◆ **Tâches à réaliser**:
(a) Renvoyez, sans rien y changer, le passage de l'article sur Fashion Revolution compris entre « Qui ne se souvient » et « alors se créer. », bornes incluses.
(b) Reprenez l'article sur Fashion Revolution là où il s'interrompt et poursuivez-en la rédaction.

◆ **Extrait cité**:
********
L’équipe de Fashion Revolution/ ©Georges BAUR

[Cet article a été initialement publié dans le guide IDÉES PRATIQUES #3: La mode éthique dans nos dressings, réalisé par ID L'Info Durable.]

Qui ne se souvient pas de la catastrophe du Rana Plaza, le 24 avril 2013 ? Nous sommes à Dacca, au Bangladesh, et l’effondrement d’un immeuble d’ateliers de confection textile va causer la mort de 1138 personnes, tandis que 2500 autres seront blessées. L’origine du drame ? Des fissures dans le bâtiment, signalées depuis des mois par les travailleurs et non-prises en compte. Une véritable catastrophe industrielle à l’échelle mondiale vient de se produire. Au Royaume-Uni, un vaste mouvement va alors se créer.

Carry Somers et Orsola de Castro décident de lancer sur Instagram le hashtag #WhoMadeMyClothes, demandant à leurs proches de se photographier avec l’étiquette d’un vêtement et d’interpeller la marque de celui-ci pour en savoir plus sur son origine. L’initiative cartonne. En 2014, à l’anniversaire du 24 avril, va naître officiellement Fashion Revolution, un collectif axé sur la défense des droits des travailleurs à l’international et sur la demande de transparence des marques. Ce collectif compte huit grands bureaux dans le monde, dont un en France, et plus de 80 pays ont également des équipes investies dans le mouvement.

Quand révolutionner la mode passe par... l’éducation

Le bureau français de Fashion Revolution suit les guidelines du Royaume-Uni et mène également sa propre action : du lobbying et de l’accompagnement auprès des entreprises, des partenariats avec des écoles de mode et des universités pour faire de l’éducation auprès des jeunes générations, qui vont faire le monde de demain... L’idée est d’aller vers une mode plus transparente, mais aussi plus pratique. "Il faut aussi avancer sur les lois internationales, remarque Catherine Dauriac, présidente et coordinatrice de Fashion Revolution France. Le harcèlement sexuel est monnaie courante dans les usines, nous avons par exemple fait une campagne en mars sur l’égalité des genres et sur le harcèlement sur les lieux de travail".
********
◆ **Entrées d'un jeu de données**:
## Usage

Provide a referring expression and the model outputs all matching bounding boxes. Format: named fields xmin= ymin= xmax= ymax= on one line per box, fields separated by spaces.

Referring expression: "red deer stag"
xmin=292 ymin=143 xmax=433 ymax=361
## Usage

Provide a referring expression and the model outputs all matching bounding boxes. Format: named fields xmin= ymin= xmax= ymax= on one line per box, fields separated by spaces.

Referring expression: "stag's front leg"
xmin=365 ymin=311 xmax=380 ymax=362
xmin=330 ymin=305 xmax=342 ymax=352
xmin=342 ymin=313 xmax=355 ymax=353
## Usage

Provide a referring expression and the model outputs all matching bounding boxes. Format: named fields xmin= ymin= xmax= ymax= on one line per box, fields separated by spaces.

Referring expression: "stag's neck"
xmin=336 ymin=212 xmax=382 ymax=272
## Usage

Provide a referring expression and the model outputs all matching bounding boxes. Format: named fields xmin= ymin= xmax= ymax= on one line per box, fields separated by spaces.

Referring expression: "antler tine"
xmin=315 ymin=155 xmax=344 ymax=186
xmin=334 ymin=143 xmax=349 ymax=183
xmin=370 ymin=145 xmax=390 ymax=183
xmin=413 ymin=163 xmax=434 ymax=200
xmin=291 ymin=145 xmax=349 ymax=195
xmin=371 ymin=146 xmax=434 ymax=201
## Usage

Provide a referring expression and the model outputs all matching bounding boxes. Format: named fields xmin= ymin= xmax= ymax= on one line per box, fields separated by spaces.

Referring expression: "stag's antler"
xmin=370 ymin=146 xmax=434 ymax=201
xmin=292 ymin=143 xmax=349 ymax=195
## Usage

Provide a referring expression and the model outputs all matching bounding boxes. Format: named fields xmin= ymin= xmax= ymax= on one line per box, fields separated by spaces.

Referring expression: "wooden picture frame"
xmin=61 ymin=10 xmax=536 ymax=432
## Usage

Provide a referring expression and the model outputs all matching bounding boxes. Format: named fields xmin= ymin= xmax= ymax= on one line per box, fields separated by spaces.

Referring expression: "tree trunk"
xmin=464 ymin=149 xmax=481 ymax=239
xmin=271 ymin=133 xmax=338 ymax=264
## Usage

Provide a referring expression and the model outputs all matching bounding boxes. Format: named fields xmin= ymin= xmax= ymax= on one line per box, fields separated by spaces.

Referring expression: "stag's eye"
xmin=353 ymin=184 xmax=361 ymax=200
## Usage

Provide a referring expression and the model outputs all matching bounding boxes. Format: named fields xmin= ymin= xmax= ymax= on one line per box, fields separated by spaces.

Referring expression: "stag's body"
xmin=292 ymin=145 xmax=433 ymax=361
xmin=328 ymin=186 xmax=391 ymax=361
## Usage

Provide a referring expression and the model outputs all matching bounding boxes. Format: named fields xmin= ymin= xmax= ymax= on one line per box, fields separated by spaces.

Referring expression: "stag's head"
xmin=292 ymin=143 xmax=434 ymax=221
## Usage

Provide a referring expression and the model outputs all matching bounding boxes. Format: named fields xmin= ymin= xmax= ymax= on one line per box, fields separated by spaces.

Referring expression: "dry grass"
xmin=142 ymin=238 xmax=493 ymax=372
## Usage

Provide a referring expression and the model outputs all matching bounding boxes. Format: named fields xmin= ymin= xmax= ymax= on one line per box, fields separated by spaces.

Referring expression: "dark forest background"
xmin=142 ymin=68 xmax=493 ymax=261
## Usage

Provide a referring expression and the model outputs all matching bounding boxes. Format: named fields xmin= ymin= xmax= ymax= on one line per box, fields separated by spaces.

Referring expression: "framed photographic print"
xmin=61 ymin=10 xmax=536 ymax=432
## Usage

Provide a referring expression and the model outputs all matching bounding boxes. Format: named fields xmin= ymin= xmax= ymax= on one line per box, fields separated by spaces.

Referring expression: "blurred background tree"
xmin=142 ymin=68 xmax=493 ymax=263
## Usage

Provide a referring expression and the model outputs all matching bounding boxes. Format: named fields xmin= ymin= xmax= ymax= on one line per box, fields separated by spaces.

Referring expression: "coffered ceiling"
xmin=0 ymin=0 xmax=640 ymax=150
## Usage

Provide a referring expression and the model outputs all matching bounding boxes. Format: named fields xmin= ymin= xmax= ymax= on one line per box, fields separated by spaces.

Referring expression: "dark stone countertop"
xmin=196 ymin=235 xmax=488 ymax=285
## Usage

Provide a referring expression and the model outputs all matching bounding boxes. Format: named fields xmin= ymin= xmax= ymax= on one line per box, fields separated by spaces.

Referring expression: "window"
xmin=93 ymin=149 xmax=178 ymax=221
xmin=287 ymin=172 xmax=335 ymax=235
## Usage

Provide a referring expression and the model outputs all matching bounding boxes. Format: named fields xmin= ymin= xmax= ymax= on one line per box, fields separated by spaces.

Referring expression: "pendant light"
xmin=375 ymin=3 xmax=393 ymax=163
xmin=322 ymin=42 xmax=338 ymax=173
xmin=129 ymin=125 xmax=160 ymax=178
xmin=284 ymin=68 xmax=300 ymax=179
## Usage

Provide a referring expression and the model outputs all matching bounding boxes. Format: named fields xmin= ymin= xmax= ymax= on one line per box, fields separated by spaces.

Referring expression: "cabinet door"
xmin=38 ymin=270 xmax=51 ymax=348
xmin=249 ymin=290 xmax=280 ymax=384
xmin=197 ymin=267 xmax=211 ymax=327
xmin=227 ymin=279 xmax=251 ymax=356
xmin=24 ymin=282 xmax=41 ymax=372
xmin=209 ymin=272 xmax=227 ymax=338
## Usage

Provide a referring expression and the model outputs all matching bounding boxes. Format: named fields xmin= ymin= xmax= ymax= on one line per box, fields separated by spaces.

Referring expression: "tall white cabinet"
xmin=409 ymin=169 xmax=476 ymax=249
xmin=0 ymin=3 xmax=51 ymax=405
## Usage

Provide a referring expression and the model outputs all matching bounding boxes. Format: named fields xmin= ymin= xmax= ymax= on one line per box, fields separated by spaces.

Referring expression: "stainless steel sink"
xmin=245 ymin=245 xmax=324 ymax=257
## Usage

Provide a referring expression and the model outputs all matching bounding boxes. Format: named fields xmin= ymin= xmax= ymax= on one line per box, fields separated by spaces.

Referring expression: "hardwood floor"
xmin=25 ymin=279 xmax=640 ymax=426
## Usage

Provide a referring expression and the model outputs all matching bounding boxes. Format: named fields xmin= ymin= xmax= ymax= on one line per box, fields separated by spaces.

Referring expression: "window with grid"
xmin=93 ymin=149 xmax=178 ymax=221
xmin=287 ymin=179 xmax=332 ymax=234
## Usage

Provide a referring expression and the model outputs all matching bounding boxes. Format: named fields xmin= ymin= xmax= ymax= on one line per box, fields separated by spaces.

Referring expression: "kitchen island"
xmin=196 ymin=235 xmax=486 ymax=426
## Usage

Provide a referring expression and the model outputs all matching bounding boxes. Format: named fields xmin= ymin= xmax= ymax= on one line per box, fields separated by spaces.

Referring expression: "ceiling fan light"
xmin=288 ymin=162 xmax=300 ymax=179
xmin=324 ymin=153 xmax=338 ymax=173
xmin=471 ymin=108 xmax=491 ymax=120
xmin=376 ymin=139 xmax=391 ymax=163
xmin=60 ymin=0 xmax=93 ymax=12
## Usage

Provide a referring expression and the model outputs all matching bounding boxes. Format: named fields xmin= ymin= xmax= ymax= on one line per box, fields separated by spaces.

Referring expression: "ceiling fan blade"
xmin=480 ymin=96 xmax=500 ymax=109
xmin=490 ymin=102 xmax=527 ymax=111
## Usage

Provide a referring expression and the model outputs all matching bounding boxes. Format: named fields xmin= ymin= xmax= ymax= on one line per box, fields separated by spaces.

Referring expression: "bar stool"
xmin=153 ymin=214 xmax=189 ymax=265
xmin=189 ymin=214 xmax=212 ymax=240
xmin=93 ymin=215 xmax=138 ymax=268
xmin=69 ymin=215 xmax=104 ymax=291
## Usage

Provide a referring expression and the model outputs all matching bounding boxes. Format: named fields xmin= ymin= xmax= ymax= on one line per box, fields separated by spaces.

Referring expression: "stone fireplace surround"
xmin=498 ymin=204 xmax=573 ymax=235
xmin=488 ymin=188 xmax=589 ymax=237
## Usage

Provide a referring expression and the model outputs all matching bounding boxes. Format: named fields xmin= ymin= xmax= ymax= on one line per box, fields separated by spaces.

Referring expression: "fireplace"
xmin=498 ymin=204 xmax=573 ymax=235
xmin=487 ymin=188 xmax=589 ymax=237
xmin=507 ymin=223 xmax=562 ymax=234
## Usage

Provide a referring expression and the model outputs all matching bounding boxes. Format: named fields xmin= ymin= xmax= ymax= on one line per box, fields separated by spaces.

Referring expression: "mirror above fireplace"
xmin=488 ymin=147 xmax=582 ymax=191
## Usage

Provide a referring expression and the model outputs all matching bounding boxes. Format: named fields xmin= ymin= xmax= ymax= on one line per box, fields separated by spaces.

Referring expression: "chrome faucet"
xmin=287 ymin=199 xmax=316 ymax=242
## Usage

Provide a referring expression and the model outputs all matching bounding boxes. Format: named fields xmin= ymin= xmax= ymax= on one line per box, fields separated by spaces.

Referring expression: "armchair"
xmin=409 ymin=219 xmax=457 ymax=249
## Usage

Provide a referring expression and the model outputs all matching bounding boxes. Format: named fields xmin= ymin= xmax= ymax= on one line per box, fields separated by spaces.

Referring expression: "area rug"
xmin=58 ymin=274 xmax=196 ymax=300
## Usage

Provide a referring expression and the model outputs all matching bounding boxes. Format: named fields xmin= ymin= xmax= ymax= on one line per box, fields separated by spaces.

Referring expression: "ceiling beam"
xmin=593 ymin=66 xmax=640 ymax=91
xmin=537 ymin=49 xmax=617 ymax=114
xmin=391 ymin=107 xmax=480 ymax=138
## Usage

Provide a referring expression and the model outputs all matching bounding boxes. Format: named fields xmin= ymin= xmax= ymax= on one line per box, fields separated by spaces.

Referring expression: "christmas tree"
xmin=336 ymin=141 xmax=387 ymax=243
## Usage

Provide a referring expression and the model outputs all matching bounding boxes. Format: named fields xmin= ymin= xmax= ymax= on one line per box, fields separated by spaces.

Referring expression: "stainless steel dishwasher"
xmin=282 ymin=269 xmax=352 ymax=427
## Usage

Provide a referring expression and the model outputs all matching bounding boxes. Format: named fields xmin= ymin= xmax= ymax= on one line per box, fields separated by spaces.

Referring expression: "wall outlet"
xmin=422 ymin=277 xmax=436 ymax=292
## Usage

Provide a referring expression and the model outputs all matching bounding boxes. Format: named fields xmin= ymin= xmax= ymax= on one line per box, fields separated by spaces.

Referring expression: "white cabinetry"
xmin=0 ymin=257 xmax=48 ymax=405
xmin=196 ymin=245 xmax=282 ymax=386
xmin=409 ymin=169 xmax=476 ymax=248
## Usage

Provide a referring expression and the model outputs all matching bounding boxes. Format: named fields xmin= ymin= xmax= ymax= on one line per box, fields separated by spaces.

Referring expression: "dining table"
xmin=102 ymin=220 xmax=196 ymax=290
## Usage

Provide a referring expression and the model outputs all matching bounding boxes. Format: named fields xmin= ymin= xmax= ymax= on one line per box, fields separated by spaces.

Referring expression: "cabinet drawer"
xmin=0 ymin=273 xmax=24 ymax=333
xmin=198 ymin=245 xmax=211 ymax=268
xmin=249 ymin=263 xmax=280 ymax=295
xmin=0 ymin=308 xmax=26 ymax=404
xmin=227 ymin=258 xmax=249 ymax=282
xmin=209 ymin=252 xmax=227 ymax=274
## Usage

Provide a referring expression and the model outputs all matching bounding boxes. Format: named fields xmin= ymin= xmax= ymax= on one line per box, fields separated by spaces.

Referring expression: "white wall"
********
◆ **Réponses par tâche**:
(a)
Qui ne se souvient pas de la catastrophe du Rana Plaza, le 24 avril 2013 ? Nous sommes à Dacca, au Bangladesh, et l’effondrement d’un immeuble d’ateliers de confection textile va causer la mort de 1138 personnes, tandis que 2500 autres seront blessées. L’origine du drame ? Des fissures dans le bâtiment, signalées depuis des mois par les travailleurs et non-prises en compte. Une véritable catastrophe industrielle à l’échelle mondiale vient de se produire. Au Royaume-Uni, un vaste mouvement va alors se créer.

(b)
Chaque année est par ailleurs organisée - à l’échelle mondiale - la Fashion Revolution Week, dans la semaine qui entoure la date du 24 avril : des événements live, des conférences avec tous les acteurs d’une mode plus responsable, des ateliers de réparation de vêtements... Parmi les gros enjeux sur lesquels travaille Fashion Revolution France, il y a bien sûr, entre autres, celui de nos propres habitudes de consommation. "J’ai eu 20 ans dans les années 80 et nous avions tous à l’époque trois pantalons, quatre robes, cinq tee-shirts, deux manteaux", se souvient Catherine Dauriac. Aujourd’hui, la présidente déplore trop de publicités, de nouvelles collections qui arrivent toutes les semaines dans les enseignes de fast fashion... "Nous sommes huit milliards d’humains, 100 milliards de vêtements sont produits tous les ans !"

Vers plus de transparence

Face à ce constat, l’éveil des consciences a été long. Si le drame du Rana Plaza a tristement marqué les esprits quant aux conditions précaires de nombres de travailleurs de la mode, la véritable prise de conscience de la population ne se fait ressentir véritablement que depuis 2018, d’après Catherine Dauriac : "Il y a eu cette phrase choc, ‘la mode est la deuxième industrie la plus polluante au monde’, qui est d’ailleurs une fake news ! C’est l’une des industries les plus polluantes au monde, dans le top 3 ou 4, pas la deuxième. Mais en tout cas, ça a eu un effet bœuf. Quand on réalise que trois quarts des vêtements sont fabriqués en Asie, que les deux tiers de nos tissus sont en polyester, donc du pétrole, que sinon ils sont faits en coton, ce qui représente 25 % des pesticides mondiaux..."

Selon la présidente, de grandes maisons se sont senties mal à l’aise face à cette phrase choc et ont décidé de travailler un peu mieux sur leur RSE et leur transparence. "Nous avons un index de transparence des marques et nous avons remarqué en cette année 2020 plus de transparence dans les documents disponibles au public"... Ce qui, d’après Catherine Dauriac, ne veut toutefois pas dire "durabilité" : "Mais c’est déjà un pas vers plus de sustainability !"

Gare au greenwashing

Nombre d’enseignes seraient ainsi en train de remplir leurs sites Internet avec leurs bonnes pratiques RSE, de raconter où sont fabriqués leurs vêtements... Mais Catherine Dauriac remarque que souvent, tout n’est pas dit. Et surtout, qu’il n’y a jamais eu autant de greenwashing. "J’ai été très choquée, pour la journée internationale des droits des femmes, de voir mis en avant un tee-shirt Dior ‘We should all be feminists’ , à 620 € ! Utiliser des slogans féministes ainsi, c’est pire que du greenwashing, c’est se moquer des gens. C’est insupportable. Il faut arrêter de prendre les vrais sujets de société pour en faire du profit !", dit-elle.

Heureusement, la présidente du bureau français de Fashion Revolution dit voir également beaucoup d’innovations, de petites entreprises qui se montent autour de la réparation de vêtements, de l’upcycling, avec un modèle de proximité et un véritable savoir-faire : "À mon avis, c’est l’avenir. Je suis confiante car il n’y aura pas le choix. Il va y avoir une telle crise économique mondiale que les marques de fast fashion vont commencer à fermer leurs boutiques". À voir si l’avenir donnera raison à la fashion revolution...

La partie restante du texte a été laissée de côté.